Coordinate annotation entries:
---*---

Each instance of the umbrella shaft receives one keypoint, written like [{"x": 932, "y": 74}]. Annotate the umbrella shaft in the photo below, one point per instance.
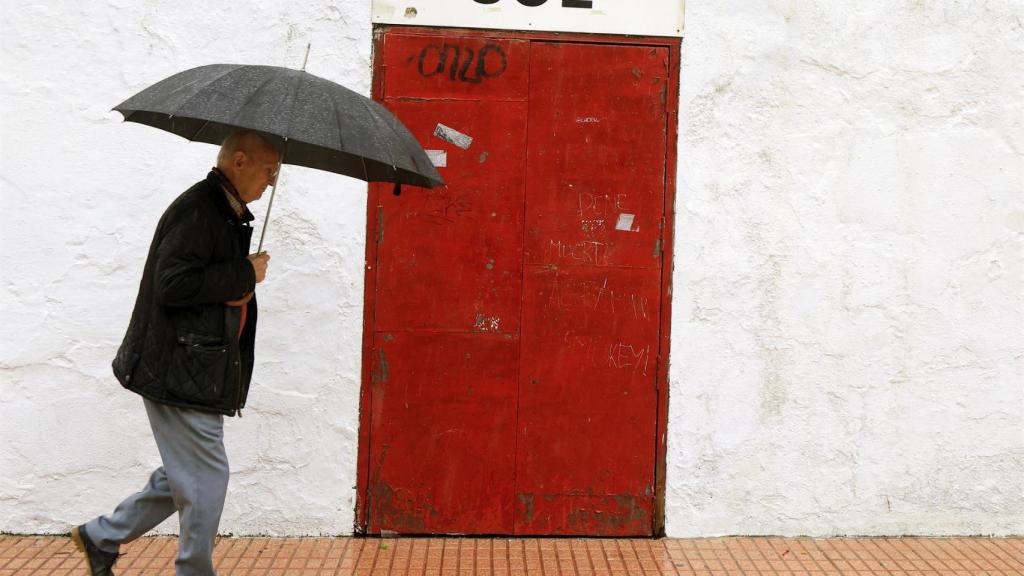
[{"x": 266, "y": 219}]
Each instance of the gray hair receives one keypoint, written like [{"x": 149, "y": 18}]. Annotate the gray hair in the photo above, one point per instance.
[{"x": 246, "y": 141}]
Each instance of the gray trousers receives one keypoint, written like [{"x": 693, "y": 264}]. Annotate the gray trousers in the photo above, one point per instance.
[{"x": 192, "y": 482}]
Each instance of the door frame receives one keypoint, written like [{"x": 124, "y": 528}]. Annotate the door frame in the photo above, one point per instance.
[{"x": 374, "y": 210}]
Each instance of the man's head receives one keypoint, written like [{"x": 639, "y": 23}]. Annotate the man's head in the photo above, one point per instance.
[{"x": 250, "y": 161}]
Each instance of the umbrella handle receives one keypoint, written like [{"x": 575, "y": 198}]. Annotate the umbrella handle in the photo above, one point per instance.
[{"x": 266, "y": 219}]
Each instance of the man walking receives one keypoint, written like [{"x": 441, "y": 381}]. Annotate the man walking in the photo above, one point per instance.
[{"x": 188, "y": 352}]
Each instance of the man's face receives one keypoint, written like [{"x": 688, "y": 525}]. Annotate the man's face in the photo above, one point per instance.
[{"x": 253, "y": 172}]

---*---

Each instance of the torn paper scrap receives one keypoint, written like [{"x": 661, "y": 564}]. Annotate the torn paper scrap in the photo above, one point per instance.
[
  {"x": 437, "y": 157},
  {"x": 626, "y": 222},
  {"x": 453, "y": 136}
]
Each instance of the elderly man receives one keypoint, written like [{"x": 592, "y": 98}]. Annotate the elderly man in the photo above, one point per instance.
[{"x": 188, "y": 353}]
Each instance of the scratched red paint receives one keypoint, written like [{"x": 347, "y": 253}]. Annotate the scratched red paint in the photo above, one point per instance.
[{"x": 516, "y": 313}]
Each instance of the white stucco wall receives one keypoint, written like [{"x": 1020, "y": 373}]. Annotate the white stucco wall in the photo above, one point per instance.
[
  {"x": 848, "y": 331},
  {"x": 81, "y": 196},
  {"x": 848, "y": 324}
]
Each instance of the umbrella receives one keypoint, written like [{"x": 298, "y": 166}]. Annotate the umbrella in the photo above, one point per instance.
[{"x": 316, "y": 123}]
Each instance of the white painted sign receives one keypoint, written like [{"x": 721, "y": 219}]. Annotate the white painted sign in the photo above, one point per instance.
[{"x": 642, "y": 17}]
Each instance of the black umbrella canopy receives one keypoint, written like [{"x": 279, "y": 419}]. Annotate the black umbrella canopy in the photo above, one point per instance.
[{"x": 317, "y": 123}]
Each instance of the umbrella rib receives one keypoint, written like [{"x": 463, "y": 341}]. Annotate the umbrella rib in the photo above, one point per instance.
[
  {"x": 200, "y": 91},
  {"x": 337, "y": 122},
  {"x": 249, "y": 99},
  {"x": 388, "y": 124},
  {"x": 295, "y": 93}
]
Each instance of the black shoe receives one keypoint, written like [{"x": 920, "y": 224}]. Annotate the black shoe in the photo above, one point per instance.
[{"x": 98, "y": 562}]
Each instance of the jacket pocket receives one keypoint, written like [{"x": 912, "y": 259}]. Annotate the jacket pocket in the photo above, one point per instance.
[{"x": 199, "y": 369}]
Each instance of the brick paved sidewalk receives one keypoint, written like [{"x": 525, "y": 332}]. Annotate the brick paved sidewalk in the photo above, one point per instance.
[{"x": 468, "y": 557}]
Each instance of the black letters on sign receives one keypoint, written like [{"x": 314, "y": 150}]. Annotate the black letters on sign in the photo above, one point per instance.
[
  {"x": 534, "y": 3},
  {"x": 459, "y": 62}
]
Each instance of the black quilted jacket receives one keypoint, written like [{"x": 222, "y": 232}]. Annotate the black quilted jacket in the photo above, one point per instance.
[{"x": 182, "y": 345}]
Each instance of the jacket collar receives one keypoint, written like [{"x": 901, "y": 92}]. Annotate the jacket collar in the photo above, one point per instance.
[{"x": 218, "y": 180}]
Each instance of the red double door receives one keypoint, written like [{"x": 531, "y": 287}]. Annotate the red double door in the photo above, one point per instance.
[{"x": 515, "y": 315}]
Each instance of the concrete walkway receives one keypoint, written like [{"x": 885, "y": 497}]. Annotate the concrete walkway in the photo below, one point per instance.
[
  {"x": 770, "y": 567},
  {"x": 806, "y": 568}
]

---*---

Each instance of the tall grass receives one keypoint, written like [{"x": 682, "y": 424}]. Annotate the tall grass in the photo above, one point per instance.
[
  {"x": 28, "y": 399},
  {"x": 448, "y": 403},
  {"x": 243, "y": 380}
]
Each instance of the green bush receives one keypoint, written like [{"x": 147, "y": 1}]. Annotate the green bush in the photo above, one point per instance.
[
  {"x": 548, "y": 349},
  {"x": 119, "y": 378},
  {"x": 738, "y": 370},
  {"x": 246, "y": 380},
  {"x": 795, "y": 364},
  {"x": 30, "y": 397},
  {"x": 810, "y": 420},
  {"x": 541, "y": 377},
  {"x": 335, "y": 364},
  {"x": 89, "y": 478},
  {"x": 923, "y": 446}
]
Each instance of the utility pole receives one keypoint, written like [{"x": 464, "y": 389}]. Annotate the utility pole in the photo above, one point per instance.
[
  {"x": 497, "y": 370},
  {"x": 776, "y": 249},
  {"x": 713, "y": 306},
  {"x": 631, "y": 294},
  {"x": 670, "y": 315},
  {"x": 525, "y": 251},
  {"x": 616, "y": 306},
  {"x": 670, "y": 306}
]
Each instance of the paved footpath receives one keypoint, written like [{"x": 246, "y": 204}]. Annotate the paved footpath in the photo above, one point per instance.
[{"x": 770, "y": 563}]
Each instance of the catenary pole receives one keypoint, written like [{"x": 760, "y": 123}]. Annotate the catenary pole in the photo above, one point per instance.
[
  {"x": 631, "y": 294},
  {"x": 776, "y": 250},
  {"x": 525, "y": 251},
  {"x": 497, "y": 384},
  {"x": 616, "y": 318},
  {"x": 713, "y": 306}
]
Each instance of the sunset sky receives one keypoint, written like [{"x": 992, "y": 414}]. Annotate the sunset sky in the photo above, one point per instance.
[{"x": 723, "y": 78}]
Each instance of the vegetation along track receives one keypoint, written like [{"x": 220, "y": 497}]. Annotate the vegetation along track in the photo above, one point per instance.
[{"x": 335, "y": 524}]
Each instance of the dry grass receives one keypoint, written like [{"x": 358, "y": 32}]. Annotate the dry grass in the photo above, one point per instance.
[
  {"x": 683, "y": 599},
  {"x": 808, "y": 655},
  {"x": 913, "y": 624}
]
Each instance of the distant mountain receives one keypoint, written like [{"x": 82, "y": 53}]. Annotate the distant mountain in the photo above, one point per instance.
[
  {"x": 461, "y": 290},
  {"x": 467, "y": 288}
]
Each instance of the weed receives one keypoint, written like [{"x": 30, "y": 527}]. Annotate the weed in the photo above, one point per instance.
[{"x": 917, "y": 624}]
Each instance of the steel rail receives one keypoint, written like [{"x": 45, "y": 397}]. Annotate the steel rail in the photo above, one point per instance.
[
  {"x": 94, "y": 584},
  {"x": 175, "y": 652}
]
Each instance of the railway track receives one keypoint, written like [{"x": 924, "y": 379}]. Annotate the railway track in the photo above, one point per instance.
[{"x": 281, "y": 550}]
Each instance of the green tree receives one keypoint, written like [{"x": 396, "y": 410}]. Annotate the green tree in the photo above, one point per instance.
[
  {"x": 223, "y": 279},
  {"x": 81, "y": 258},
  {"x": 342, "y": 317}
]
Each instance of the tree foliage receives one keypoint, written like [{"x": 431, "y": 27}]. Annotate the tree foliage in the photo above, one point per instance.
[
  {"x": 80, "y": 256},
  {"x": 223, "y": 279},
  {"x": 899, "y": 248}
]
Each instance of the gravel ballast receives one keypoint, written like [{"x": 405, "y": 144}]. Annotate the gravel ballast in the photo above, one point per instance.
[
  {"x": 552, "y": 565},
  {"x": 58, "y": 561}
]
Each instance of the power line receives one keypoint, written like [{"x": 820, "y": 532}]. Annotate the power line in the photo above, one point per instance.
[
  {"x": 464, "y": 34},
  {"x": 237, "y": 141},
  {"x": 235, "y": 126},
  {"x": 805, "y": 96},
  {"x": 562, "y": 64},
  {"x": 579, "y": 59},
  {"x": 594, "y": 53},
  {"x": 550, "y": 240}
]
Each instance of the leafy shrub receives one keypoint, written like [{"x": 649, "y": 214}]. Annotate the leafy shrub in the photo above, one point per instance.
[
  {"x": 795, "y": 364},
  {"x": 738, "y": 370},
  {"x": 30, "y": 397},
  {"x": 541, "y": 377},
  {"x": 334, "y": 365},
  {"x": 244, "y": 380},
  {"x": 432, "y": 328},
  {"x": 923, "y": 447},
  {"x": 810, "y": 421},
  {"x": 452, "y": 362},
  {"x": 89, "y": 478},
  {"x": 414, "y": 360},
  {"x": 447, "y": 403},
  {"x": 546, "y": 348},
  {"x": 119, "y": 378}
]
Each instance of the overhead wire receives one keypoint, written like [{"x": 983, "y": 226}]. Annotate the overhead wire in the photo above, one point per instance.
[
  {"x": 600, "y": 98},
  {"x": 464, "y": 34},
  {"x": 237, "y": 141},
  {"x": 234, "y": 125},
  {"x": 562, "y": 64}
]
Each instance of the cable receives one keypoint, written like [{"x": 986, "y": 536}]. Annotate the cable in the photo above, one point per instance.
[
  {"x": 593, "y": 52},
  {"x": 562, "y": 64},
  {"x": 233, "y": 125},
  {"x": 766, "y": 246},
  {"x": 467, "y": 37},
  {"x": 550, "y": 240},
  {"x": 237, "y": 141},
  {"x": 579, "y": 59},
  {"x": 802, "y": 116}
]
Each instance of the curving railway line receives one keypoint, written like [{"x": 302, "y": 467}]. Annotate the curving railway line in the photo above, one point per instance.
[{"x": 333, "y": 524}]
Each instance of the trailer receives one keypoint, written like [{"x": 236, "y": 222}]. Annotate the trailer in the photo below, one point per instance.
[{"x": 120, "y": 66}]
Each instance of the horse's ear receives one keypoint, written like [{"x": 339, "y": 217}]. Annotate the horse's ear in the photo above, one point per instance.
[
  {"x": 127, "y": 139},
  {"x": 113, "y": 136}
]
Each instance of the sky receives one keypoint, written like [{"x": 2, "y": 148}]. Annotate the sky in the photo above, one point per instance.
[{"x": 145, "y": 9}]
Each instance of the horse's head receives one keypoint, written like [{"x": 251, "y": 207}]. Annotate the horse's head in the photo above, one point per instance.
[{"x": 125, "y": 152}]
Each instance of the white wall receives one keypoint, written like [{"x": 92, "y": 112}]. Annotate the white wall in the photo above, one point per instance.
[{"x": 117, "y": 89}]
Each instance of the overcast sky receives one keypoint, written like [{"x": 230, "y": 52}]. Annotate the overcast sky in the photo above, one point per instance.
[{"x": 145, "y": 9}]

---*---

Required work>
Count the lines in the records above that contain the string "wall", treating uppercase and lowercase as different. Reply with the number alone.

Task answer>
2